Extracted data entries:

◆ ◆ ◆ ◆ ◆ ◆ ◆

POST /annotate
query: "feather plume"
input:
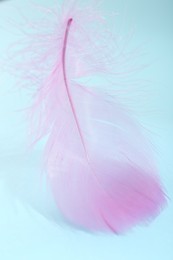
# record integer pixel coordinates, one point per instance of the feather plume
(98, 160)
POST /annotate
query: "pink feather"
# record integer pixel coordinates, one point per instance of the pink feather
(98, 161)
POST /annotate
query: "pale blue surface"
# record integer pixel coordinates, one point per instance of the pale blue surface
(31, 229)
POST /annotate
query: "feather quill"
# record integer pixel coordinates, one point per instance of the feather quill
(98, 160)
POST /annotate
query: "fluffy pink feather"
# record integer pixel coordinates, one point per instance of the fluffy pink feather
(99, 163)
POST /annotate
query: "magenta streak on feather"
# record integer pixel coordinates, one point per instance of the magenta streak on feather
(74, 113)
(66, 84)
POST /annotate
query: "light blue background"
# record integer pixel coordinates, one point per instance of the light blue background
(30, 228)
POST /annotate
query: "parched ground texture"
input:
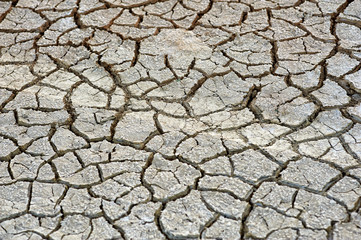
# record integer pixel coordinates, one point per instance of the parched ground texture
(180, 119)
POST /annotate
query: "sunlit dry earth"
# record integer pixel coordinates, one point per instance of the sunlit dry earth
(180, 119)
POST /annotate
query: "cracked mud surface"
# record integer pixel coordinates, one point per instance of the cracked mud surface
(180, 119)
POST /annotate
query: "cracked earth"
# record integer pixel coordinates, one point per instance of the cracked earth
(180, 119)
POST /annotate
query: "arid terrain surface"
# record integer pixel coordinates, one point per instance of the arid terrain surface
(180, 119)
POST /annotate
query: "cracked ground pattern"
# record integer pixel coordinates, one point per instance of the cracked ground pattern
(180, 119)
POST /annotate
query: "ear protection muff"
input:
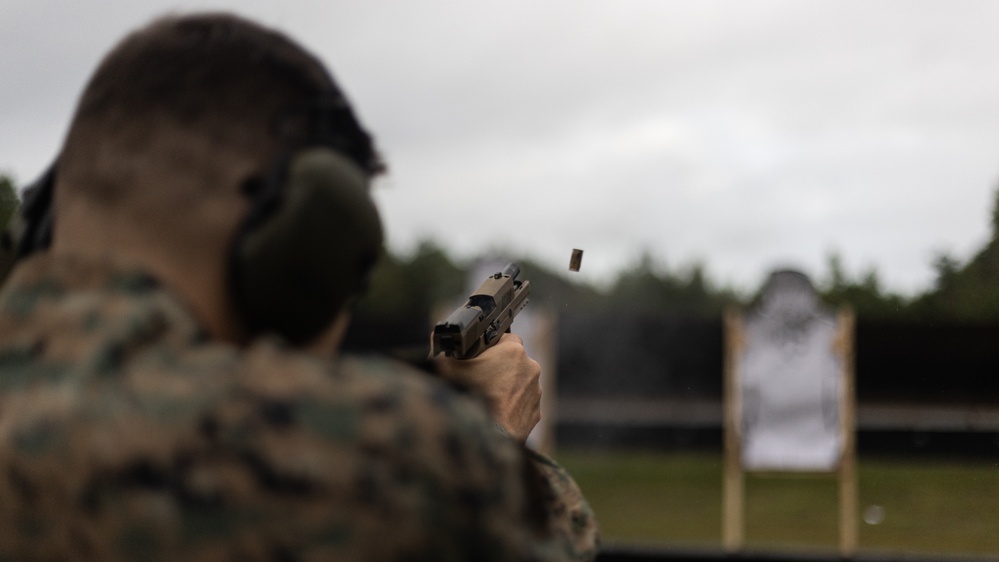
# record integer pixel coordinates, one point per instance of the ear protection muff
(307, 246)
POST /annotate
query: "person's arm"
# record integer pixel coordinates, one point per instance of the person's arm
(509, 380)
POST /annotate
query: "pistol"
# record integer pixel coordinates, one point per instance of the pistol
(489, 312)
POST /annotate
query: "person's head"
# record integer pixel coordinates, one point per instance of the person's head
(180, 128)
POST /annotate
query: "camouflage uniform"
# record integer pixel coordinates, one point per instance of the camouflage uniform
(125, 434)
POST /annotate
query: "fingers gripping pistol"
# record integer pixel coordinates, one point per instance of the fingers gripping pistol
(489, 312)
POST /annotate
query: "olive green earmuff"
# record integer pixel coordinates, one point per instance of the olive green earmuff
(307, 247)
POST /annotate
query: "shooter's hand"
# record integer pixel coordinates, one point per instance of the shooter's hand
(509, 380)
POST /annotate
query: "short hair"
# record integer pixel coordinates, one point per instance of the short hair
(220, 75)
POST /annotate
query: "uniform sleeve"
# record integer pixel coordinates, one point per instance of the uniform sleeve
(570, 517)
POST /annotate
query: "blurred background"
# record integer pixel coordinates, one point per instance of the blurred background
(689, 149)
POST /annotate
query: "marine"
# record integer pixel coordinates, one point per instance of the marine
(170, 381)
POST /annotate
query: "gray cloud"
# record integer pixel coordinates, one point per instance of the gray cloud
(743, 135)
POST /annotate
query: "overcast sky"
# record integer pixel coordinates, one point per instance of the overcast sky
(745, 135)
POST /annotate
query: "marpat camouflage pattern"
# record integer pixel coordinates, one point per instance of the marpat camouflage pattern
(125, 434)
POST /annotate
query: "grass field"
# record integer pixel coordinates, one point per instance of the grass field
(918, 506)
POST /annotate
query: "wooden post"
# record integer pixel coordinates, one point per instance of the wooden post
(733, 526)
(848, 495)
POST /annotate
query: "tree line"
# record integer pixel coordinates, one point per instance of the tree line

◆ ◆ ◆ ◆ ◆ ◆ ◆

(ASSIGNED TASK)
Look for the word "tree" in every line of the records. State how many lines contain it, and write only the number.

(RESPONSE BOX)
2